**Task instructions:** Reproduce the material that follows, please, but only from its first line to the line containing "--target green bus", inclusive.

**Data supplied:**
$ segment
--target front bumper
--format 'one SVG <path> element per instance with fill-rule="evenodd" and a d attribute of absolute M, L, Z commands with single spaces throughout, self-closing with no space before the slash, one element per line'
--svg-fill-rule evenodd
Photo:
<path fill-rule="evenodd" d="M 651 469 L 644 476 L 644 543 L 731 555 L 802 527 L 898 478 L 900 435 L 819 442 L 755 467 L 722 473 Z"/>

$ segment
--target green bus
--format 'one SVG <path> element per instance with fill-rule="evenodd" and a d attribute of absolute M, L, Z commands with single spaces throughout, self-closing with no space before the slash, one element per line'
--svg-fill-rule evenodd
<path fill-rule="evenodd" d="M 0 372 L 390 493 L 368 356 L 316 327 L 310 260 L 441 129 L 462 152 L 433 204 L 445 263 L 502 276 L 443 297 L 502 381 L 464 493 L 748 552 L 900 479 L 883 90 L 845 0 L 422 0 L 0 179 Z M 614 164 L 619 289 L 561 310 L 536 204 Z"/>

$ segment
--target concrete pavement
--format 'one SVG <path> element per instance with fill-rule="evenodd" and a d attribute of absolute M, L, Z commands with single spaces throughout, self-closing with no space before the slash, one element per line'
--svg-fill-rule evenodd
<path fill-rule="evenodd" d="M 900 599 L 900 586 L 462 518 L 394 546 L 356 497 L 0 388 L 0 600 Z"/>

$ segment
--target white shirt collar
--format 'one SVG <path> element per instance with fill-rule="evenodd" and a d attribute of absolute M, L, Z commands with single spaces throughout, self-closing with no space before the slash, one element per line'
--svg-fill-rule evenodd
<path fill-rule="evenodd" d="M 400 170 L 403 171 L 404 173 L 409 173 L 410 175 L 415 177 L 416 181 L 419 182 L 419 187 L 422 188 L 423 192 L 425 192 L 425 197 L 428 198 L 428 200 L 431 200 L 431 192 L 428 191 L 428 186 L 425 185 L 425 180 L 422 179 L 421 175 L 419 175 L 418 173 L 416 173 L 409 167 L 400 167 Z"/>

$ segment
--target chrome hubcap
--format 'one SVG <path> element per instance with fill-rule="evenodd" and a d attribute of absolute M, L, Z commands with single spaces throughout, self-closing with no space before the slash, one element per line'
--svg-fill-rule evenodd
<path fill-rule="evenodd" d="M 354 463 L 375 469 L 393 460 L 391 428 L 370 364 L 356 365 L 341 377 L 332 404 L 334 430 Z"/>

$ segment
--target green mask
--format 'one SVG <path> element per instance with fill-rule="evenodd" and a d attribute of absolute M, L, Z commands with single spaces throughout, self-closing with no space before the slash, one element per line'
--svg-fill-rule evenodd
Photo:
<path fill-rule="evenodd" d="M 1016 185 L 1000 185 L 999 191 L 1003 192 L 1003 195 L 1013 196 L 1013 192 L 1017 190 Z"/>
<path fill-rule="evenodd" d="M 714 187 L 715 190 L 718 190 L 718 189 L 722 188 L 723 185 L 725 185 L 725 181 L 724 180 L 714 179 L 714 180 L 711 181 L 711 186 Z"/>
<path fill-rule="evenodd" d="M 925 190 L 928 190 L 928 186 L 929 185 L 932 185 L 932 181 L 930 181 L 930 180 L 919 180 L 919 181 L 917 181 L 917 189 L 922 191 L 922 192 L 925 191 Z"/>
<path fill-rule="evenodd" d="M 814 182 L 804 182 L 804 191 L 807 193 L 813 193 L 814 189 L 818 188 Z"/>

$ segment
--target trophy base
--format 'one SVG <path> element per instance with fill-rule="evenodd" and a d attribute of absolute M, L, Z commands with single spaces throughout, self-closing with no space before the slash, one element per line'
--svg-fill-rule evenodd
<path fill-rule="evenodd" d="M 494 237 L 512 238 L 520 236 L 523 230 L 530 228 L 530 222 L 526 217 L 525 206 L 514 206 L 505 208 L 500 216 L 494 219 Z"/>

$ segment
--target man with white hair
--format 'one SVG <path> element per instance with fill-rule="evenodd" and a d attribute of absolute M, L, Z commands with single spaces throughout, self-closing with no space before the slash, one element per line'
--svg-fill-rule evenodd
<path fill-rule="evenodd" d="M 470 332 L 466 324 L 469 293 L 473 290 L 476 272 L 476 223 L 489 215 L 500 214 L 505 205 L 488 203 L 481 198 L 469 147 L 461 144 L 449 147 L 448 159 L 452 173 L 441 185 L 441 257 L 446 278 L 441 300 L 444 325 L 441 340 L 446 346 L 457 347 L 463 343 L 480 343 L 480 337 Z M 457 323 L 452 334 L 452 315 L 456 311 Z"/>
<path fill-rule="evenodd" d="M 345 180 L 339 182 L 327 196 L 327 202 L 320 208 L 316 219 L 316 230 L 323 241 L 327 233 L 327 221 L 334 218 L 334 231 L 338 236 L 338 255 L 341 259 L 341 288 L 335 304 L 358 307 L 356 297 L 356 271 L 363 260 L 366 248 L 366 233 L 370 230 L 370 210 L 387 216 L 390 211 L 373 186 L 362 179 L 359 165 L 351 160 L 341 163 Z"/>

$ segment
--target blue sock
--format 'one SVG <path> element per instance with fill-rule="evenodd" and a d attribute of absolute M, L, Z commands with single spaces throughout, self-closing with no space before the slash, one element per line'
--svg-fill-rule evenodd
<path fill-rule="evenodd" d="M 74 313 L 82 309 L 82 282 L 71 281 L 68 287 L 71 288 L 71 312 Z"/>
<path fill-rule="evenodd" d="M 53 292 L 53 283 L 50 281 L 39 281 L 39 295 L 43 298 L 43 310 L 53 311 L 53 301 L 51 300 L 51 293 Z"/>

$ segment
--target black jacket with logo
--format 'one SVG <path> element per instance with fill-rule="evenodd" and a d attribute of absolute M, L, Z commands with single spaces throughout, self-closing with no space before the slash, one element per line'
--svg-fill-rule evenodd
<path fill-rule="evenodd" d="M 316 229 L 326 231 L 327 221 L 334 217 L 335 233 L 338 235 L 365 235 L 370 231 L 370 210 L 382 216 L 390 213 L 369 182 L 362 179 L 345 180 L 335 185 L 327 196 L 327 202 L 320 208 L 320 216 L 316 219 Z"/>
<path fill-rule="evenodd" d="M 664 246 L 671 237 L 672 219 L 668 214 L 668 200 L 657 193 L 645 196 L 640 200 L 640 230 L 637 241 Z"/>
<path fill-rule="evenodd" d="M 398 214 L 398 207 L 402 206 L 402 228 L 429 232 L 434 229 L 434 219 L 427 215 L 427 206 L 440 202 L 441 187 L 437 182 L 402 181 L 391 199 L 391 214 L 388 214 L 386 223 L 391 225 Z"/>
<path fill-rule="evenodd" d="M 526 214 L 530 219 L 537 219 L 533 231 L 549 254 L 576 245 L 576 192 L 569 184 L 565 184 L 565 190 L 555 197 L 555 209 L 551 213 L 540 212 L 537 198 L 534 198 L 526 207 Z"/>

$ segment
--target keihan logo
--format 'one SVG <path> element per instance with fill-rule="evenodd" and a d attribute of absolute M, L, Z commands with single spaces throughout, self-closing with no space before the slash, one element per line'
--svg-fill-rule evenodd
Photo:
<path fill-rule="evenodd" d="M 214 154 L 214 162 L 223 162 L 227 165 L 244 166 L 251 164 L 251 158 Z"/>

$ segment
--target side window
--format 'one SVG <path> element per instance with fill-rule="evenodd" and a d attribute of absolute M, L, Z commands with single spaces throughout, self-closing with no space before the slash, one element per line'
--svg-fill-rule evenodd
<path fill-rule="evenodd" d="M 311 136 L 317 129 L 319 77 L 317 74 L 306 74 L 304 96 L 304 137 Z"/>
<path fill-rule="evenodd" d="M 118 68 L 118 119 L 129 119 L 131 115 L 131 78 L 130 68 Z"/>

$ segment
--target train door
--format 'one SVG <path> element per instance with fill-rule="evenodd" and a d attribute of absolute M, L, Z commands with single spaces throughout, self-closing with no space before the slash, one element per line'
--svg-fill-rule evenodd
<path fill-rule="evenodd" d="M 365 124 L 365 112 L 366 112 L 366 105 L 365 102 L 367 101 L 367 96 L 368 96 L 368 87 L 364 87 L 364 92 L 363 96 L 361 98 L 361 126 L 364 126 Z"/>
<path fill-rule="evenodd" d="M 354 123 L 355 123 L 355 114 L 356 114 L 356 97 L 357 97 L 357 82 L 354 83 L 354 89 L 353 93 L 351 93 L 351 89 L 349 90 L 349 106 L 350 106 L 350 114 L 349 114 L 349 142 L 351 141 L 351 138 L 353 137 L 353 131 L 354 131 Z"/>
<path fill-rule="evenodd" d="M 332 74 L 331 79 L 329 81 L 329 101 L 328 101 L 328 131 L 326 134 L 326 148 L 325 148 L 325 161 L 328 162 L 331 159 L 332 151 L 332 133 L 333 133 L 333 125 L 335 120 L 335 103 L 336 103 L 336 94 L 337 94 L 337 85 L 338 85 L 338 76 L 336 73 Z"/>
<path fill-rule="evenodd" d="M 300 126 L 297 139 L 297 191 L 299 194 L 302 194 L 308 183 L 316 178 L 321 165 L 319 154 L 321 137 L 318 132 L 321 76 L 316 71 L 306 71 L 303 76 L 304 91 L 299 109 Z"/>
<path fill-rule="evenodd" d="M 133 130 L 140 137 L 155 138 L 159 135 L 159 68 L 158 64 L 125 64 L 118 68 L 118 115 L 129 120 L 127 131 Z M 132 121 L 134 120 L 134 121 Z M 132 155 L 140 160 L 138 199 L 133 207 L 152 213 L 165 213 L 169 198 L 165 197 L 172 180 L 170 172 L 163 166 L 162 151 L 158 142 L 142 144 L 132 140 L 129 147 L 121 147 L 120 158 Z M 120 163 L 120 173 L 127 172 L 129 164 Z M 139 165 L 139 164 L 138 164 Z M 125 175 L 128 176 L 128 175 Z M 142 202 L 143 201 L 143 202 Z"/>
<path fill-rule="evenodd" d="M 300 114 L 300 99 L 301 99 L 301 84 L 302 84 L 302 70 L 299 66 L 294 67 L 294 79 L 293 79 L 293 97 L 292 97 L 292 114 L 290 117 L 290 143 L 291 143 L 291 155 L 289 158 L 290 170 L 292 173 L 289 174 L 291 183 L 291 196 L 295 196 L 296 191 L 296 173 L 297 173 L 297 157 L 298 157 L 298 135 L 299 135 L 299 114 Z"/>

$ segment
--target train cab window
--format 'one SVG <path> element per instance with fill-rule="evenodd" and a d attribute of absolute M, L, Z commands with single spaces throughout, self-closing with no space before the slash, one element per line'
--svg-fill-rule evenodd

**Exercise response:**
$ segment
--target front bumper
--format 'one SVG <path> element per instance with fill-rule="evenodd" and a d attribute of absolute M, L, Z commands with single spaces throughout, self-closing with no space before the slash, one element per line'
--svg-fill-rule evenodd
Photo:
<path fill-rule="evenodd" d="M 651 469 L 644 476 L 644 543 L 731 555 L 802 527 L 898 478 L 900 435 L 819 442 L 755 467 L 722 473 Z"/>

$ segment
--target green bus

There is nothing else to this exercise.